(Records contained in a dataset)

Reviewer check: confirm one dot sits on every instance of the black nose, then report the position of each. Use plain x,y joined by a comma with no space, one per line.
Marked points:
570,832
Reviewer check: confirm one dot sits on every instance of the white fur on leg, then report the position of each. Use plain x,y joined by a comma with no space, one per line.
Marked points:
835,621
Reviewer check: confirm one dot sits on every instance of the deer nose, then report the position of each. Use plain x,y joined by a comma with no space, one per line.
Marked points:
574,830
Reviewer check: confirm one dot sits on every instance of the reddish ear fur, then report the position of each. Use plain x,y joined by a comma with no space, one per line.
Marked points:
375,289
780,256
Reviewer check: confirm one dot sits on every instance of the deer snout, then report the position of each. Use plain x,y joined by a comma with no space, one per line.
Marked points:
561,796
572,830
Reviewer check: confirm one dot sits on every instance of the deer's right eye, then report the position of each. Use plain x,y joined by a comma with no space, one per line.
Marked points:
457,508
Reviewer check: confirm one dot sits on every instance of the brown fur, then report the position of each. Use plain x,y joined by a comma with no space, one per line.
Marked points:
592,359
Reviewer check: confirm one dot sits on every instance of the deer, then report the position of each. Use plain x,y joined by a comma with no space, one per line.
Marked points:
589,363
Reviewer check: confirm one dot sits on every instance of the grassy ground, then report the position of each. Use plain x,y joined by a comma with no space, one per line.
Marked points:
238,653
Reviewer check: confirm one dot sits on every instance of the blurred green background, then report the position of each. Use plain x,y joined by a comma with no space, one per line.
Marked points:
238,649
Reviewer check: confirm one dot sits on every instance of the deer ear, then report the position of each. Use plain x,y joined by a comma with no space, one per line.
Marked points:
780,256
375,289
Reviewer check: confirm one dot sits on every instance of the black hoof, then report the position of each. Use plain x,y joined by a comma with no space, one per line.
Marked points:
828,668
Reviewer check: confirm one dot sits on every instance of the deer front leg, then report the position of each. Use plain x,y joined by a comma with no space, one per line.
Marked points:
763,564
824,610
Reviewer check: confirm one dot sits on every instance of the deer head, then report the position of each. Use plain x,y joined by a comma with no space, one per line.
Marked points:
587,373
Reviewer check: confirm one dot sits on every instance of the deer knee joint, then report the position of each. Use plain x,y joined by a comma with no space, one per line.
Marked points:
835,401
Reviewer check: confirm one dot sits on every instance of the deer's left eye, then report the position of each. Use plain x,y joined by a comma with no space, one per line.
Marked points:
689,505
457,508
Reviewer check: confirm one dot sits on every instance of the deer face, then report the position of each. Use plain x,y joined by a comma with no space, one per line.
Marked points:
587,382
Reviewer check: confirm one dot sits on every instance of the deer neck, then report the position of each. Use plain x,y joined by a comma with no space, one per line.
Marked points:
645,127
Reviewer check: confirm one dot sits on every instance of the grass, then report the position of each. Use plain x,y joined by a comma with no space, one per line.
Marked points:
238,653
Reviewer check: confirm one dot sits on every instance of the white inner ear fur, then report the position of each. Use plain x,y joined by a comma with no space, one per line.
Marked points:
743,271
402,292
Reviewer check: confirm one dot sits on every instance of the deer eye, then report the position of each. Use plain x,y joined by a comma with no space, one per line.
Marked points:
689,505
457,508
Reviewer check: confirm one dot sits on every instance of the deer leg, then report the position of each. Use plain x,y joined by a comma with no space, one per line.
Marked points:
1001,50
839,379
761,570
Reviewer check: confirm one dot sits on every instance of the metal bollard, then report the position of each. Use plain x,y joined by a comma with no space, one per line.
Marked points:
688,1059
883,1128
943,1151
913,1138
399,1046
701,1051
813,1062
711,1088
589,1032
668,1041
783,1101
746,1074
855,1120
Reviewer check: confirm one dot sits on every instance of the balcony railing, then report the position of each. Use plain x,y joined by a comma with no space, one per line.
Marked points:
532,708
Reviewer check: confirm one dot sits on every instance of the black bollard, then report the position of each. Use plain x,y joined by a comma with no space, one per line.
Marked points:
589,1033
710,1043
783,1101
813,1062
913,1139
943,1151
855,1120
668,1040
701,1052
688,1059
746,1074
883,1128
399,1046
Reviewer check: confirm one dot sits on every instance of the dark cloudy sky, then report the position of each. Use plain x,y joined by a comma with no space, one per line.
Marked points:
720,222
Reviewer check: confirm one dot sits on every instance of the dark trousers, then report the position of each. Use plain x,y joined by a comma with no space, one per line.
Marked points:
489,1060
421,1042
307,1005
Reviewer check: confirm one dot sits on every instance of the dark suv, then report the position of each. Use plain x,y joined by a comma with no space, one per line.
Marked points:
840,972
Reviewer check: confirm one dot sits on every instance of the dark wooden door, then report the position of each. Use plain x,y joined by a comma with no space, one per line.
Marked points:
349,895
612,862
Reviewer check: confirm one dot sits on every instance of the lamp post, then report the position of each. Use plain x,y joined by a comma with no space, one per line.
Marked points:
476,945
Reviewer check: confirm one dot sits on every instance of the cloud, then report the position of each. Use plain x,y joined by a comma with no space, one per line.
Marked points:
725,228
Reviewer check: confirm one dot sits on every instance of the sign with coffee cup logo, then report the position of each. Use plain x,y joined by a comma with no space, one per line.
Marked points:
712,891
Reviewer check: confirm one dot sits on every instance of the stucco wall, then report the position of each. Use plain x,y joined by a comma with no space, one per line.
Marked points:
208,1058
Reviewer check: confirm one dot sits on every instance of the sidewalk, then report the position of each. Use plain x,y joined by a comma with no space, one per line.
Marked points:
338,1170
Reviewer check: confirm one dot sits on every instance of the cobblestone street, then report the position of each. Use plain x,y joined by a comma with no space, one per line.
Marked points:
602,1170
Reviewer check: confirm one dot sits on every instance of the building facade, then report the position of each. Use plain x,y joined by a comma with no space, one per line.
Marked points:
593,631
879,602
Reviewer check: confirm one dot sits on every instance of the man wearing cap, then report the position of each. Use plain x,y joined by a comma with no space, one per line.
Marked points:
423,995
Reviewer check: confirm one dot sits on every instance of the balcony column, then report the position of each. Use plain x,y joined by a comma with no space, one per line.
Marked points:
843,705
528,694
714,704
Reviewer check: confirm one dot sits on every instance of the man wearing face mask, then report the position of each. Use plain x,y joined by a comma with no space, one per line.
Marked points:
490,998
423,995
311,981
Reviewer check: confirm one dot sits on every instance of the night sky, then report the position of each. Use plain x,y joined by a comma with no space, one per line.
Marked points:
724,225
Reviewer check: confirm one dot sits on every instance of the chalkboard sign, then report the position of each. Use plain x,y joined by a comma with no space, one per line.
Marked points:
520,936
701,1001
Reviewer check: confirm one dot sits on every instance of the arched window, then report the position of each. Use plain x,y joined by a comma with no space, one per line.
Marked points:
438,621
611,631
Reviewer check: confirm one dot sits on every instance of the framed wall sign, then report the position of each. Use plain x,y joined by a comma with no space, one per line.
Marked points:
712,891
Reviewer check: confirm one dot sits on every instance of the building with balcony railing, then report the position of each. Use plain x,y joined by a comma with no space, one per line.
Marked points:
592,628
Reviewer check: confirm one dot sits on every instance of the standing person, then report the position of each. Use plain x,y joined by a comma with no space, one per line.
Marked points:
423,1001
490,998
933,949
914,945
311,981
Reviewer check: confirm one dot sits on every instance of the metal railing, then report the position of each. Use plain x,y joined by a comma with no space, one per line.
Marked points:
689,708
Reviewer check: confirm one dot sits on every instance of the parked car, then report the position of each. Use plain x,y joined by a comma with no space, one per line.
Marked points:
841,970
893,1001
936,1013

__Task__
Your answer should be only a number: how many lines in the records hold the word "bollard".

__Solution to this problem__
2